## DOCUMENT EXTRACT
Storm notes that Rossi is away on another mission since being rescued by Rogue, offering a bit of closure to his last appearance, though it's never made clear what that mission is, and he has yet to appear in an X-book since.
It's revealed that the headquarters of Mystique's Brotherhood of Evil Mutants, first seen in issue #141, is actually a room hidden within the Pentagon (which also explains what Rogue and Mystique were doing there in issue #158). While Mystique is a shapechanger and well known at the Pentagon as Raven Darkholme, it's unclear how the other Brotherhood members, such as the not-inconspicuous Blob, come and go.
Mystique notes that Gyrich wants to use the Neutralizer on Rogue to prove that the government doesn't need the help of superheroes like the Avengers to handle super powered threats.
She also discusses with Destiny whether or not it would be better to allow Rogue to lose her powers, a not unreasonable idea.
Claremont continues to sprinkle the book with references to Bill Mantlo's Rom, as Gyrich mentions that SHIELD is busy fighting against the Dire Wraiths, leaving him to confront Rogue with a team comprised of FBI and Secret Service agents. He also sets up an extended appearance by the Wraiths in the issues ahead.
I Love the 80s
It could be entirely coincidental, but the name of the river boat caught up in Rogue's storm is Longshot Annie. A few years from now, editor Ann Nocenti will write a Longshot miniseries, introducing and starring the titular character and future X-Man.
Rachel Summers, Crybaby
Upon hearing Scott and Madelyne's voices on the phone, Rachel promptly bursts into tears (the phone cord serving as the panel divider is a neat trick, though, and also, remember phone cords?).
Forge is incensed that Gyrich would use the Neutralizer prototype on Rogue or Storm, noting they were helping save lives when Gyrich fired on them, and that whatever their alleged crimes, they're innocent until proven guilty under the law.
There's as ad for The Last Starfighter, one of those seemingly-beloved 80s movie I've never actually seen.
This issue is featured in a Marvel house ad.

## LISTED ENTRIES
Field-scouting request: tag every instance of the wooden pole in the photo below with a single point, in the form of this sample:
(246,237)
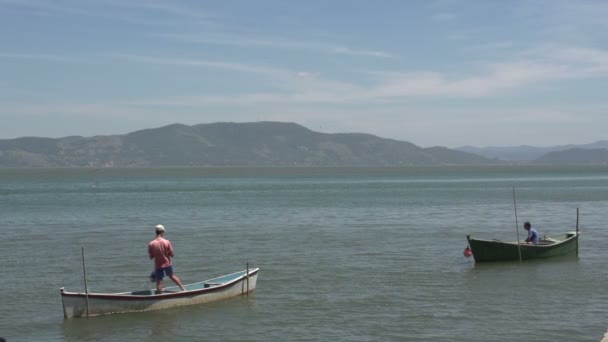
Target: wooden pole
(248,279)
(577,232)
(86,287)
(516,225)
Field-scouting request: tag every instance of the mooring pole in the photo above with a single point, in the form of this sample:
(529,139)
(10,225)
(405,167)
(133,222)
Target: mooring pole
(86,287)
(248,279)
(516,225)
(577,237)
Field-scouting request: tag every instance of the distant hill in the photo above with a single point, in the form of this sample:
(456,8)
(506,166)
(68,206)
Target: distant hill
(225,144)
(526,153)
(575,156)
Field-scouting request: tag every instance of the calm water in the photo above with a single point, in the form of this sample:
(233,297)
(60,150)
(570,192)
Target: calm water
(346,254)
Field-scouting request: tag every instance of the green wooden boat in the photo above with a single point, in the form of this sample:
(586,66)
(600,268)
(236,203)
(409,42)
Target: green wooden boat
(549,246)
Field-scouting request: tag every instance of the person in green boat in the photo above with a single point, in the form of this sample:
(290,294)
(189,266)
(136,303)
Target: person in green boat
(161,250)
(533,236)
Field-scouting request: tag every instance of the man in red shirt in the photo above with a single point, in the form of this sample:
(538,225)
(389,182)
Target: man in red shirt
(161,250)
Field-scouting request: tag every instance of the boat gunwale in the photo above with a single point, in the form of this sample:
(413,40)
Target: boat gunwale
(523,244)
(171,295)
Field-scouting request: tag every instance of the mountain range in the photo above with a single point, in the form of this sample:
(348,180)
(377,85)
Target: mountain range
(225,144)
(525,153)
(268,144)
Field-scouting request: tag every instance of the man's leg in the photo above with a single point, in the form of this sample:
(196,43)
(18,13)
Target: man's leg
(159,286)
(177,281)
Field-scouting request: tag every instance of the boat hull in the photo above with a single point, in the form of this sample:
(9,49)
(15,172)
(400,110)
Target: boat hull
(494,250)
(93,304)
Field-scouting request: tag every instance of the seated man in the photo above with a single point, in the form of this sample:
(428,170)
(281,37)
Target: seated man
(533,236)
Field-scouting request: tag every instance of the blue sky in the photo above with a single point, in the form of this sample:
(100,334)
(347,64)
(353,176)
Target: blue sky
(449,73)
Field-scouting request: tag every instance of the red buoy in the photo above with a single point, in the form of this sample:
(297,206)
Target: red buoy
(467,252)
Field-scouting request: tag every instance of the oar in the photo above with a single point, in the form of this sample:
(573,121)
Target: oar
(516,225)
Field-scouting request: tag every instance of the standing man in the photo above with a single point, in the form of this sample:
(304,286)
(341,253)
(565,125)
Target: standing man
(161,250)
(533,236)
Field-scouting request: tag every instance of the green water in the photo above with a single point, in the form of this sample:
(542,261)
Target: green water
(346,254)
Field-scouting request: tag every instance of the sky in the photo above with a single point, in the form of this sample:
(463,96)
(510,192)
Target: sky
(434,73)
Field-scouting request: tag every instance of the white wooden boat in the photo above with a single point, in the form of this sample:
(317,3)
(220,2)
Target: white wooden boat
(78,304)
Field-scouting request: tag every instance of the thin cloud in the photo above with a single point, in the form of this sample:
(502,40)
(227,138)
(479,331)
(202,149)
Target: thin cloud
(43,57)
(234,40)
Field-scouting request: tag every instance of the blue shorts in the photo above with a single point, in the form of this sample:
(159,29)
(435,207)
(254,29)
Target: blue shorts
(160,273)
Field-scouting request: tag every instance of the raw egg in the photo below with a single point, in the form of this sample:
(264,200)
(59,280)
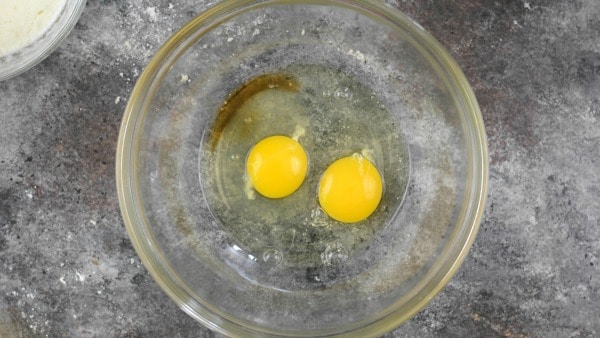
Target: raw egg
(277,166)
(350,189)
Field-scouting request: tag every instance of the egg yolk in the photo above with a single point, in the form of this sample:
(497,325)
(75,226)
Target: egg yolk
(350,189)
(276,166)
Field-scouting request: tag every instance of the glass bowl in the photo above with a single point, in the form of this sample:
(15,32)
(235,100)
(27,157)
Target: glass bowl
(344,78)
(33,48)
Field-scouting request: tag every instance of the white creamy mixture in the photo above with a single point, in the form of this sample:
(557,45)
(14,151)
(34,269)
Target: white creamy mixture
(23,21)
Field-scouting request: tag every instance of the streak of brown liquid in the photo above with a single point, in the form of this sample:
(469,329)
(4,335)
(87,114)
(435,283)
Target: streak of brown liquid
(243,94)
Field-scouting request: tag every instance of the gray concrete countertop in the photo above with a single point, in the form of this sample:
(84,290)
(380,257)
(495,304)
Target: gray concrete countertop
(68,269)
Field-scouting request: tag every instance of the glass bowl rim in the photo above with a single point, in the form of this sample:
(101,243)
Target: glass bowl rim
(447,263)
(17,66)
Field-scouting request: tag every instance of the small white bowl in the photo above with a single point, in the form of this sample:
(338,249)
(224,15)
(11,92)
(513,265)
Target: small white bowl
(17,61)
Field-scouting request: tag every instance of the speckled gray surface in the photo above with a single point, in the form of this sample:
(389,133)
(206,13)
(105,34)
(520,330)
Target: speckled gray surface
(67,268)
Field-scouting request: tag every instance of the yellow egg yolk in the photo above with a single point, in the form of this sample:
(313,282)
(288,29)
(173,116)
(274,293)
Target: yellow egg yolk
(350,189)
(276,166)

## PROMPT 1
In the X-Men comic notes, where is the headquarters of Mystique's Brotherhood of Evil Mutants revealed to be?
## PROMPT 2
Write the next part of the X-Men comic notes, picking up after the last sentence shown.

## EXPECTED ANSWER 1
It is in a room hidden within the Pentagon.

## EXPECTED ANSWER 2
It's in the Mail
Madelyne answers the letters in this issue, pertaining to issue #176. She has to deal with an especially hostile crowd, as letters take the book to task for everything from the squid/octopus mismatch (Madelyne says she was too busy fighting for her life to care) to Madelyne's changing bikini colors (she changed swimsuits) to the large gap in the letters page coverage:
Picking up where issue #182 left off, this issue continues to further Rogue's development, filling in some details regarding the nature of her power and really putting forth for the first time the notion of her power as a curse that doesn't allow her physical contact. It also ties together some of the threads lingering in the book from previous issues, such as the fallout from Rogue's actions in issue #182 and the Raven/Val/Forge material from #183 and #184. But it's truly notable for the significant change it marks in Storm. Just as she and her teammates (and the readers) were coming to terms with her harsher edge, both in terms of personality and physical appearance, she undergoes another transformation that will define her character for the next forty odd issues, making more literal her previous transition from the ethereal goddess to the grounded warrior.
That the transformation is triggered by an attack by the US government is significant. While not quite on the level of the species-wide incarceration and near extinction depicted in "Days of Future Past", so recently brought back to the forefront by the presence of Rachel, it does make clear that, as Forge angrily spits at Gyrich, the government is willing to play judge, jury and executioner when it comes to mutants, in full ignorance of the law. What began as general unease leading into possible legislation has become unilateral action, and while the Neutralizer itself will prove to be little more than a MacGuffin du Jour, Claremont is continuing to make the world in which the X-Men find themselves darker and more dangerous.